## [Excerpted text]
Te Rauparaha and tribes allied to him launched several campaigns into the Nelson and Marlborough region to remove the Ngāti Apa resistance fighters and also conquer the areas. The invasion was also due to the insult from a Marlborough chief who pledged to smash Te Rauparaha's head with a patu aruhe (fernroot pounder) if he were to cross Te Moana Raukawa (Cook Strait). The Kaikōura chief also pledged to slit open Te Rauparaha's belly with a shark tooth if he entered Kaikōura. One by one, the wooden pā fortifications of Ngāti Kuia fell to the incoming invaders and the survivors fled to the hills whilst others submitted and made peace with the invaders. Te Rauparaha's forces then split into two with one group heading westwards towards Nelson and the Tasman region while the other group led by Te Rauparaha himself raided the eastern coast of the South Island as far as Kaikōura. The Kaikōura chief was defeated and executed by Te Rauparaha.

==British colonisation and the Wairau Affray==
The New Zealand Company founded by Edward Gibbon Wakefield had founded a settlement at Wellington. Since they needed more arable land for settlement, they sent three ships in May 1841 to find a suitable location to establish a new settlement named Nelson in the upper South Island. New Zealand Company representatives commenced negotiations with Te Rauparaha at Kāpiti to purchase land at present day Nelson. Te Rauparaha consented and the first ship carrying settlers arrived on 1 November 1841. Within two years, 2,000 settlers had reached Nelson.

## [Record list]
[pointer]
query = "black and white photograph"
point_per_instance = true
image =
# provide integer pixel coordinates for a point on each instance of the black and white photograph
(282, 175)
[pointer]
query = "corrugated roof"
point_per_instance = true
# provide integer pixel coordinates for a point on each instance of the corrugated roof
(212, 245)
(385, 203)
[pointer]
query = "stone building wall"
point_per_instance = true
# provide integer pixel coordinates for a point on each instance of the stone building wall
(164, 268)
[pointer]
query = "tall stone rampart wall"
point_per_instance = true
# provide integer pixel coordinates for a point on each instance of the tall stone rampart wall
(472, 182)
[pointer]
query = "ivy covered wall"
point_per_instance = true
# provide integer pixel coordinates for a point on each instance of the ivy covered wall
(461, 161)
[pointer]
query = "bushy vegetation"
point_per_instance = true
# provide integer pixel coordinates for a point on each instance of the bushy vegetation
---
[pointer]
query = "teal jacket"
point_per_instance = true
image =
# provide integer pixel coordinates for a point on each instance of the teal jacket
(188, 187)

## [Written instruction]
Pick up the passage on Te Rauparaha and the founding of Nelson, set before the records, and continue it from its last sentence.

## [Result for this task]
The New Zealand Company later discovered that they needed an extra seventy-thousand acres in order to accommodate all the settlers and dispatched surveyors to survey the fertile Wairau valley. The Ngāti Toa claimed that the Wairau valley was not included in their land sales but the New Zealand Company ignored their objections. Te Rauparaha then requested to the Land Commissioner William Spain that the surveyors be removed from the Wairau area. However, before William Spain had arrived to hear the case, the New Zealand Company surveyors continued their surveying. Te Rauparaha and his men then carried out acts of obstruction such as the removal of surveying equipment and the burning of huts. The New Zealand Company charged Te Rauparaha for arson, arguing that the upper South Island had been obtained by Ngāti Toa through conquest and therefore the land did not belong to him in the first place, then sent an armed group to arrest and hand-cuff Te Rauparaha. Te Rangihaeata insisted the land was theirs. A gun that was fired by someone by accident then resulted in a gunfight that led to eleven settlers and two Māori killed.

The Wairau Affray resulted in the residents of Nelson forming the Nelson Battalion of Militia and constructing a fortification known as Fort Arthur on Church Hill.

==Timeline==
- 1642: The Dutch explorer Abel Tasman in the ship Heemskerck sails into Golden Bay.
- 1770: Captain James Cook explores the Nelson region and names the sea between the North and South Island as "Cook Strait".
- 1827: The French explorer Dumont d'Urville along with French crew on the ship Astrolabe enter Tasman Bay / Te Tai-o-Aorere.
- 1841: The first immigrant ships of the New Zealand Company arrive in Nelson.
- 1843: A serious clash of arms between Māori and the British settlers, known as the Wairau Affray occurs at Tuamarina.
- 1845: Nelson Battalion of Militia formed as the first military unit in the South Island.
- 1848: Local Nelson firm, Morrison and Sclanders, began to issue their own one pound notes under the name of the so-called Nelson Bank.
- 1853: The Nelson Province constituted under the New Zealand Constitution Act 1852.
- 1858: Nelson is proclaimed a Bishop's See and city under letters patent by Queen Victoria.
- 1859: Settlers of the Wairau District vote to form the Marlborough Province.
- 1860: During the First Taranaki War nearly 1,200 Taranaki refugees including women and children are relocated to Nelson.
- 1876: The Nelson Province is abolished under the Counties Bill of 1876.
- 1892: The New Zealand Church Mission Society (NZCMS) was formed in a Nelson church hall.
- 1901: 1st Regiment, Nelson Mounted Rifles formed in Nelson.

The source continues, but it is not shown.